» EXERCISE:
Please reproduce every one of the records below word for word, with each line in its original order.

» DATA EXCERPTS:
########

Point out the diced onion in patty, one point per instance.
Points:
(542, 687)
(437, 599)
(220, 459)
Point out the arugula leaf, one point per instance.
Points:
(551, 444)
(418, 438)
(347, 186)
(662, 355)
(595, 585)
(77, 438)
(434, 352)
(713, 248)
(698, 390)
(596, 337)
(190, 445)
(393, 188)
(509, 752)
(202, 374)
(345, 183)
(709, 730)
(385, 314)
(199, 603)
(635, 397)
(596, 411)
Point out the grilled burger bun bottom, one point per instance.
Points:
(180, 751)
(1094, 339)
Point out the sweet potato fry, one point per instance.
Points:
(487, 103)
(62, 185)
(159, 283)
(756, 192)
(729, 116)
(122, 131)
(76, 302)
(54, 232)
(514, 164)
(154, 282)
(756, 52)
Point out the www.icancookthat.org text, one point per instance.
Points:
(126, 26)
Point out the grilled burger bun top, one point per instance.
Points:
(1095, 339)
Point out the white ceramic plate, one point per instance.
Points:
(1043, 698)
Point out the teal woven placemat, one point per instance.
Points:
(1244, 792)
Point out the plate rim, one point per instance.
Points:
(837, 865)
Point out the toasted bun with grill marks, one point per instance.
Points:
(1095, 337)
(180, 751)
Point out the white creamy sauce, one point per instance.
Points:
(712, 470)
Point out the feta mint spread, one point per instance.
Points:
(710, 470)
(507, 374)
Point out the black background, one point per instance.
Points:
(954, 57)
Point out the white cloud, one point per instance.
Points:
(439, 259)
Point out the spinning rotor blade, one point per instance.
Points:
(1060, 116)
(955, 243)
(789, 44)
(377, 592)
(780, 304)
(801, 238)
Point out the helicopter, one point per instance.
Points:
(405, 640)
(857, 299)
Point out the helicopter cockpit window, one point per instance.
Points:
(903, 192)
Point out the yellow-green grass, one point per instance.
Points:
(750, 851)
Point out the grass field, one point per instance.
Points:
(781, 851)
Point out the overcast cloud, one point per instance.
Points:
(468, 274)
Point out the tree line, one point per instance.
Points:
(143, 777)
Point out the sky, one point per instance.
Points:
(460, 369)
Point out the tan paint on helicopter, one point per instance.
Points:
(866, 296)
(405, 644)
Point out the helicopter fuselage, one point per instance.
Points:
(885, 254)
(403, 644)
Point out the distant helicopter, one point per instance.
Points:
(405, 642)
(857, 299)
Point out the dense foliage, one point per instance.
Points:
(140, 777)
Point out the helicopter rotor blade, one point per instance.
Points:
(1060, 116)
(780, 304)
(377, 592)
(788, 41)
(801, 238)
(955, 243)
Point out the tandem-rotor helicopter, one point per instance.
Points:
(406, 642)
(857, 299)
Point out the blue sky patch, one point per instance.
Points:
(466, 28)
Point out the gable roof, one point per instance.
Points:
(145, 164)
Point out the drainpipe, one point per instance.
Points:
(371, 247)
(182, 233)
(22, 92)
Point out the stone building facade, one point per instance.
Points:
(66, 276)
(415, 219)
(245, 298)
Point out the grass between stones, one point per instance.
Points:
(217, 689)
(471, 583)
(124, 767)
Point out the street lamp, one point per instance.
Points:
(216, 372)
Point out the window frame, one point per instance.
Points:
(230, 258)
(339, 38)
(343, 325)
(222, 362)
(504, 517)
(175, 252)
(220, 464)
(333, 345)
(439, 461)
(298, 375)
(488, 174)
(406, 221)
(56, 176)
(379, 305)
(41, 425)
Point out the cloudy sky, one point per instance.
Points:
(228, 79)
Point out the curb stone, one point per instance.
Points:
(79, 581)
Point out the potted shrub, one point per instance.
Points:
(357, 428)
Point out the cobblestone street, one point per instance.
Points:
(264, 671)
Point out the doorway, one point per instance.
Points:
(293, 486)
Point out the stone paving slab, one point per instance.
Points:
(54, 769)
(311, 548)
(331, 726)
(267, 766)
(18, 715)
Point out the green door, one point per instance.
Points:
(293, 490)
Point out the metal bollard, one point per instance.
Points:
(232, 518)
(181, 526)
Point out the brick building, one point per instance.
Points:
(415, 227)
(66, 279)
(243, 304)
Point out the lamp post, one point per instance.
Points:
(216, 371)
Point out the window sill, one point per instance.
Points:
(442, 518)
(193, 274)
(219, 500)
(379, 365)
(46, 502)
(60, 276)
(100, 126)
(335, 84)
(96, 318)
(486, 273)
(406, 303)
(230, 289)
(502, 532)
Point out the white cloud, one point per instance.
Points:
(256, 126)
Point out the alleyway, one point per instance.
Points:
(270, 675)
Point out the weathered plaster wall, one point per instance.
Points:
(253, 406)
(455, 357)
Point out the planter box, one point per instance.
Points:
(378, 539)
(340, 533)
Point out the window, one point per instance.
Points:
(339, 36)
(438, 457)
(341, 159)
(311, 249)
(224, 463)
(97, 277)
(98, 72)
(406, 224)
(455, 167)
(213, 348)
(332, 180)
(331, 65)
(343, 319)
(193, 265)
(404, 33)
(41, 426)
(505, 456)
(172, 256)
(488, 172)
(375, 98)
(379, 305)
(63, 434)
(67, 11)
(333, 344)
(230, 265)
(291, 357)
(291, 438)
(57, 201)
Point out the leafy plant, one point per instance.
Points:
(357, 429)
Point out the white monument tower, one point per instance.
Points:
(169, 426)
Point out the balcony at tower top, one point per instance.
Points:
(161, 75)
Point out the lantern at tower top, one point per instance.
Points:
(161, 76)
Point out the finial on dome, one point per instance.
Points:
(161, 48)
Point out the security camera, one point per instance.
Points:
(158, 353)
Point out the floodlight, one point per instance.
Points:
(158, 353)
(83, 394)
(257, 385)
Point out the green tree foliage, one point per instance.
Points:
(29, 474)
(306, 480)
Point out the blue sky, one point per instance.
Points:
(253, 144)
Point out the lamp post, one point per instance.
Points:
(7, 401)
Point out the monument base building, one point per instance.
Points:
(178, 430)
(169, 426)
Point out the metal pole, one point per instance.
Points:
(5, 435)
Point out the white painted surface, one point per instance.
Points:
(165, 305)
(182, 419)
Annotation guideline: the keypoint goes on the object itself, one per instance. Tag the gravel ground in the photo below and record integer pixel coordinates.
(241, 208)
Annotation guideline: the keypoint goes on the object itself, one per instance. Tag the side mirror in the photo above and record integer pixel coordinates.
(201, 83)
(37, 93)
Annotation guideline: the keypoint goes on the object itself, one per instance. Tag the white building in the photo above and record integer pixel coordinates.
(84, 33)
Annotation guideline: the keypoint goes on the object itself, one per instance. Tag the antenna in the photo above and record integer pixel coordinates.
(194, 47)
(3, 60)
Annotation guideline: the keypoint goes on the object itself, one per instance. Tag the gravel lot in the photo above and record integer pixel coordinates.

########

» THE RESULT:
Point out the diced onion in patty, one point per instance.
Points:
(542, 687)
(437, 599)
(220, 459)
Point out the arugula leaf, one point per instance.
Points:
(551, 444)
(418, 438)
(347, 186)
(662, 355)
(595, 585)
(77, 438)
(434, 352)
(713, 248)
(698, 390)
(596, 337)
(190, 445)
(393, 188)
(509, 752)
(202, 374)
(345, 183)
(709, 730)
(385, 314)
(199, 603)
(635, 397)
(596, 411)
Point out the grilled burger bun bottom, one point per instance.
Points:
(180, 751)
(1094, 339)
Point out the sweet potato fry, one point per instance.
Points:
(487, 103)
(62, 185)
(159, 283)
(756, 192)
(729, 116)
(122, 131)
(76, 302)
(54, 232)
(514, 164)
(154, 282)
(756, 52)
Point out the www.icancookthat.org text, one point per instance.
Points:
(126, 26)
Point out the grilled burger bun top, one point per instance.
Points:
(1095, 339)
Point out the white ceramic plate, one point per instance.
Points:
(1043, 698)
Point out the teal woven placemat, one point per instance.
Points:
(1244, 792)
Point out the plate rim, one point per instance.
Points:
(837, 865)
Point out the toasted bun with grill marks, one point per instance.
Points:
(1095, 337)
(180, 751)
Point out the white creamy sauce, one point per instance.
Points:
(712, 470)
Point out the feta mint spread, one point per instance.
Points:
(710, 470)
(507, 374)
Point out the black background, one point per instance.
Points:
(954, 57)
Point out the white cloud, one point per instance.
Points:
(439, 259)
Point out the spinning rotor blade, one point per instance.
Points:
(1060, 116)
(955, 243)
(789, 44)
(377, 592)
(780, 304)
(801, 238)
Point out the helicopter, one point per instance.
Points:
(405, 640)
(857, 299)
Point out the helicopter cockpit window, one point per instance.
Points:
(903, 192)
Point out the yellow-green grass, one point per instance.
Points:
(750, 851)
Point out the grass field, one point per instance.
Points:
(781, 851)
Point out the overcast cloud, one point per instance.
Points:
(468, 274)
Point out the tree line, one point per instance.
Points:
(143, 777)
Point out the sky, one point per instance.
Points:
(460, 369)
Point out the tan paint on helicopter, one point per instance.
Points:
(866, 296)
(405, 644)
Point out the helicopter fuselage, one point per instance.
Points:
(885, 254)
(403, 644)
Point out the distant helicopter, one point per instance.
Points:
(405, 642)
(857, 299)
Point out the dense foliage, one point per instance.
Points:
(140, 777)
Point out the helicopter rotor blade, one point per instance.
Points:
(1060, 116)
(780, 304)
(377, 592)
(788, 41)
(801, 238)
(955, 243)
Point out the tandem-rotor helicopter, one point per instance.
Points:
(406, 642)
(857, 299)
Point out the blue sky patch, one point per instance.
Points:
(466, 28)
Point out the gable roof, one point per instance.
Points:
(145, 164)
Point out the drainpipe, one point per instance.
Points:
(371, 247)
(182, 233)
(22, 92)
Point out the stone building facade, one point per instance.
Points:
(66, 276)
(415, 219)
(245, 298)
Point out the grass between stones, one point per instance.
Points:
(217, 689)
(471, 583)
(124, 767)
Point out the street lamp, one point per instance.
Points:
(216, 372)
Point out the window frame, one point per instance.
Points:
(230, 258)
(339, 38)
(343, 325)
(222, 362)
(504, 517)
(175, 252)
(220, 464)
(333, 345)
(439, 461)
(298, 375)
(488, 174)
(406, 221)
(56, 176)
(379, 305)
(41, 425)
Point out the cloudy sky, one point per instance.
Points:
(228, 79)
Point out the curb stone, one point per instance.
Points:
(79, 581)
Point out the potted shrub, one point per instance.
Points:
(357, 428)
Point out the cobblestone street, one point per instance.
Points:
(264, 671)
Point out the doorway, one point per instance.
Points:
(293, 486)
Point out the stone paving slab, one point per instance.
Points:
(54, 769)
(311, 548)
(331, 726)
(267, 766)
(18, 715)
Point out the green door, one point per instance.
Points:
(293, 490)
Point out the metal bollard, one point per instance.
Points:
(232, 518)
(181, 526)
Point out the brick building, one point per instance.
Points:
(415, 227)
(66, 279)
(243, 304)
Point out the lamp post, one point per instance.
Points:
(216, 371)
Point out the window sill, one point per instance.
Points:
(442, 518)
(193, 274)
(219, 500)
(379, 365)
(46, 502)
(60, 276)
(100, 126)
(335, 84)
(96, 318)
(486, 273)
(406, 303)
(230, 289)
(502, 532)
Point out the white cloud, one point per instance.
Points:
(256, 126)
Point out the alleyway, one point per instance.
Points:
(270, 675)
Point out the weathered plaster wall, one point per instance.
Points:
(253, 406)
(455, 357)
Point out the planter box, one point per instance.
Points:
(378, 539)
(340, 533)
Point out the window, one point per instance.
Points:
(339, 36)
(438, 457)
(341, 159)
(311, 249)
(224, 463)
(97, 277)
(98, 72)
(406, 224)
(455, 167)
(213, 348)
(332, 180)
(331, 65)
(343, 319)
(193, 265)
(404, 33)
(41, 426)
(505, 456)
(172, 256)
(488, 172)
(375, 98)
(379, 305)
(63, 434)
(67, 11)
(333, 344)
(230, 265)
(291, 357)
(291, 438)
(57, 201)
Point out the leafy plant, one point per instance.
Points:
(357, 429)
Point out the white monument tower, one point per instance.
Points:
(169, 426)
Point out the balcony at tower top, one point per instance.
Points:
(161, 75)
Point out the lantern at tower top, one point per instance.
Points:
(161, 76)
Point out the finial on dome, one point per instance.
Points:
(161, 48)
Point out the security camera, one point per instance.
Points:
(158, 353)
Point out the floodlight, one point per instance.
Points:
(158, 353)
(83, 394)
(257, 385)
Point out the green tree foliage, one point per instance.
Points:
(29, 474)
(306, 480)
Point out the blue sky, one point per instance.
Points:
(253, 144)
Point out the lamp post, one point per instance.
Points:
(7, 401)
Point out the monument base building, one point per instance.
Points:
(178, 430)
(169, 426)
Point out the metal pole, one point per instance.
Points:
(5, 435)
Point out the white painted surface, one point per instance.
Points:
(165, 305)
(182, 419)
Annotation guideline: the keypoint goes on the object itself, one per instance. Tag the gravel ground in the photo below and record integer pixel coordinates.
(241, 208)
Annotation guideline: the keypoint goes on the object itself, one per instance. Tag the side mirror in the photo above and record integer pixel coordinates.
(201, 83)
(37, 93)
Annotation guideline: the keypoint goes on the object itself, one per instance. Tag the white building in the photo above and record integer pixel coordinates.
(84, 33)
Annotation guideline: the keypoint goes on the object itself, one per instance. Tag the antenna in the photo above and record integer pixel coordinates.
(194, 47)
(3, 60)
Annotation guideline: the keypoint goes on the object itself, one per instance. Tag the gravel lot in the photo above and record integer pixel coordinates.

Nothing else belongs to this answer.